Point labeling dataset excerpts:
──────────

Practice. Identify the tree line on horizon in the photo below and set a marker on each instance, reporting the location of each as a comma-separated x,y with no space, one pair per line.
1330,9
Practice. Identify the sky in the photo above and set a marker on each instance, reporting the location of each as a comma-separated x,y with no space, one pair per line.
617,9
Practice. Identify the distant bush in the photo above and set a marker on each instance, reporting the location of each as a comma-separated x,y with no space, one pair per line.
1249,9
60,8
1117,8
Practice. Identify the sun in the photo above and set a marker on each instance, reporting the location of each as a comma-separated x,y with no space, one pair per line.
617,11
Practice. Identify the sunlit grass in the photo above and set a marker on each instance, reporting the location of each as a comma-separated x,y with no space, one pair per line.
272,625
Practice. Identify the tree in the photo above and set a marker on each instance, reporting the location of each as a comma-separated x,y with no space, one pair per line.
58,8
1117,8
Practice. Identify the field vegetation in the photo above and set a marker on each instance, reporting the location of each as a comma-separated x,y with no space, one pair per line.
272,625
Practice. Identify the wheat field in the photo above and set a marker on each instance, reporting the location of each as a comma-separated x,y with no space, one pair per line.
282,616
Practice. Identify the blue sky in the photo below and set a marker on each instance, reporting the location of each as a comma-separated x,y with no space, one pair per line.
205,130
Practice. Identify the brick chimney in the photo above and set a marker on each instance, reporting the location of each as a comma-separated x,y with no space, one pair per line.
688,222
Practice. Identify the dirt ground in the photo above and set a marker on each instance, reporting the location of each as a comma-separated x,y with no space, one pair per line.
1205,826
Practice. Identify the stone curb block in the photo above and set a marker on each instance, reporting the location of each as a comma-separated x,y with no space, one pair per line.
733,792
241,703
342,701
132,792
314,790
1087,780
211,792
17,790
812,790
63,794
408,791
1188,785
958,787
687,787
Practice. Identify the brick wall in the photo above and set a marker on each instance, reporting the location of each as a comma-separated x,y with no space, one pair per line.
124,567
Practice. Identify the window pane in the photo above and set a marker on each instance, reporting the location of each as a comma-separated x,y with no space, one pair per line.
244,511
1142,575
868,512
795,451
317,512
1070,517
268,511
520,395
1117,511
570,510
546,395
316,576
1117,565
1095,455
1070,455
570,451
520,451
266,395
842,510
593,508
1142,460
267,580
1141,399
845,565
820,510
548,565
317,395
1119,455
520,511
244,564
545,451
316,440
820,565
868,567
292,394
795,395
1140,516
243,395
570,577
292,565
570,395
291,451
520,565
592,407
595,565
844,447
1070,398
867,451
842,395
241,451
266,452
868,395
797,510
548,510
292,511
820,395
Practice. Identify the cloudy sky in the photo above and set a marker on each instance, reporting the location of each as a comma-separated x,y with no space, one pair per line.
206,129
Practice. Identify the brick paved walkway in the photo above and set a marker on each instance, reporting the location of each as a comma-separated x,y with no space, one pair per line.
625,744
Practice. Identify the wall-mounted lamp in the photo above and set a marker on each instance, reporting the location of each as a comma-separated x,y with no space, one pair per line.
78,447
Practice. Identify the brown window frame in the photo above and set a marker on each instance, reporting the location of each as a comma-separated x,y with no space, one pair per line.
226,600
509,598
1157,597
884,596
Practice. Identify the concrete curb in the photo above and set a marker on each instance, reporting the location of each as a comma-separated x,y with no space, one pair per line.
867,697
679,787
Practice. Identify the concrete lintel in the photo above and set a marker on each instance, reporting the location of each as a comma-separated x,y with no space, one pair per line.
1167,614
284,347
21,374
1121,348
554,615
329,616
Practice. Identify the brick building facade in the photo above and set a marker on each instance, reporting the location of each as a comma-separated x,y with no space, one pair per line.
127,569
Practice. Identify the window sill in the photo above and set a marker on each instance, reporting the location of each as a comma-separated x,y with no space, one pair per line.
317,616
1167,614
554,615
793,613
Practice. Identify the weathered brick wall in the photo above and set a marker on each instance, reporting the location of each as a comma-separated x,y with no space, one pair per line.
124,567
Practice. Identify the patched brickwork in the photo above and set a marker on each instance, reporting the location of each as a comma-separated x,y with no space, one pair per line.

──────────

*TASK PROMPT*. Return the line that contains "Practice. Identify the brown" along with every line after it through the end of the entries, exactly, adding nothing.

*EXERCISE ANSWER*.
Practice. Identify the brown window frame in the photo above and set a marker on each instance, reporting the location of each as a comma-separated x,y with no space, one pair per line.
226,600
509,598
1157,597
884,596
Practice. Identify the concrete curb in the photo above and set a marker on each instance, reporting the location of each as a comma-separated x,y with no space, one pair per line.
867,697
679,787
Practice. Identify the concrete lintel in the photo above and set a marker on each instance, reporting the location of each as a comma-separated x,y with no space, one pair per line.
1167,614
284,347
21,374
1121,348
554,615
329,616
Practice. Identify the brick building facade in the photo above and set a marker on each instance, reporting the location of each as a comma-separated x,y with no space, one pair per line.
127,569
Practice. Identify the window sill in the photo above and set a marker on each instance, reporting the location of each as a comma-separated x,y with no space, one pair per line.
317,616
1167,614
554,615
793,613
Practice. Identify the weathered brick wall in the photo above and set a marker on each instance, reporting the location of each as a comma-separated x,y with no space, one pair per line.
124,567
Practice. Identify the patched brickwork in the photo above and set a marker on each instance, reporting the location of each as a comma-separated x,y with no space, one pair per line.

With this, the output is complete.